[Point annotation records]
%%

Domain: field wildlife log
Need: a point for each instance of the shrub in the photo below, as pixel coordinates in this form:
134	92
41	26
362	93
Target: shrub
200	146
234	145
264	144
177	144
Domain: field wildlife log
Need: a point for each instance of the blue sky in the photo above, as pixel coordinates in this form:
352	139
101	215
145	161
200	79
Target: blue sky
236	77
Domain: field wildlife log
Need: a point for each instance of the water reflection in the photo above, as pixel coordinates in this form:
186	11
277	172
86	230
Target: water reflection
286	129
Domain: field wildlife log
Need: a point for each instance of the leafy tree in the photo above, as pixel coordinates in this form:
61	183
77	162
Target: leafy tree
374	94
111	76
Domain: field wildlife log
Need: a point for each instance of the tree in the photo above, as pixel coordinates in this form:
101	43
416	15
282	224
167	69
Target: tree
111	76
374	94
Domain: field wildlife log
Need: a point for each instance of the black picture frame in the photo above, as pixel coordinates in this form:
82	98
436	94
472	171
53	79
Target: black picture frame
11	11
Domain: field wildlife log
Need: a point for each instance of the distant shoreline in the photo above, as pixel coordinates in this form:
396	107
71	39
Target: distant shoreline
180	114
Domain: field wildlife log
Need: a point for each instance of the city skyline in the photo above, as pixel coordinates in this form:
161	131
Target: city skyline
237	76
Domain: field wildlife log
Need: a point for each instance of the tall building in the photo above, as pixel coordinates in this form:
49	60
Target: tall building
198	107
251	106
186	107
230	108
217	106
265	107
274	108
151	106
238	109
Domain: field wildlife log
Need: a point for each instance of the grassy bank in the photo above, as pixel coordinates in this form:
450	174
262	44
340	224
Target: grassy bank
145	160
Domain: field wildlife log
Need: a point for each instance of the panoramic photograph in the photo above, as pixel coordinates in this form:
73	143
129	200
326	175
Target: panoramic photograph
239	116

%%

■ TASK DETAILS:
Copy the entries above exactly, leaving none out.

■ SOLUTION TO THIS EXERCISE:
Domain: field wildlife log
Need: a point for each instance of the shrub in the photo below, as pixel coordinates in this form:
134	92
41	26
362	93
Target: shrub
200	146
234	145
264	144
177	144
Domain: field wildlife log
Need: a point for each instance of the blue sky in the photo above, as pixel coordinates in this form:
352	139
101	215
145	161
200	79
Target: blue sky
236	77
Domain: field wildlife log
Need: a point for each instance of the water reflection in the photo above, as pixel coordinates in this form:
186	11
277	172
86	230
Target: water reflection
286	129
Domain: field wildlife log
Need: a point for each instance of the leafy tree in the photo above, as pixel coordinates in this form:
61	183
77	162
Target: leafy tree
374	94
111	76
Domain: field wildlife log
Need: a point for each instance of the tree in the photo above, as pixel coordinates in this form:
101	43
416	15
282	224
167	69
Target: tree
111	76
374	94
Domain: field wildlife log
Need: a point for each instance of the black picture frame in the photo above, as pixel coordinates in this form:
82	98
436	94
472	171
53	79
Target: black picture frame
11	11
Domain: field wildlife log
Need: a point for each instance of the distant shoreline in the photo above, as pixel coordinates in this form:
396	107
71	39
Target: distant shoreline
180	114
Domain: field wildlife log
Need: a point for each instance of the city skyline in the photo above, as pixel coordinates in this form:
161	131
Target: city skyline
237	76
Domain: field wildlife log
Need: a point for each instance of the tall building in the photo above, as pixel coordinates in this form:
49	60
Target: tall building
198	107
251	106
186	107
230	108
217	106
265	107
274	108
151	106
238	109
Domain: field wildlife log
Need: a point for each instance of the grassy bank in the photo above, as pixel coordinates in this form:
450	174
262	44
340	224
Target: grassy bank
145	160
Domain: field wildlife log
Need: a point for each instance of the panoramic photograph in the photo above, as pixel coordinates in this form:
73	143
129	200
326	175
Target: panoramic photograph
239	116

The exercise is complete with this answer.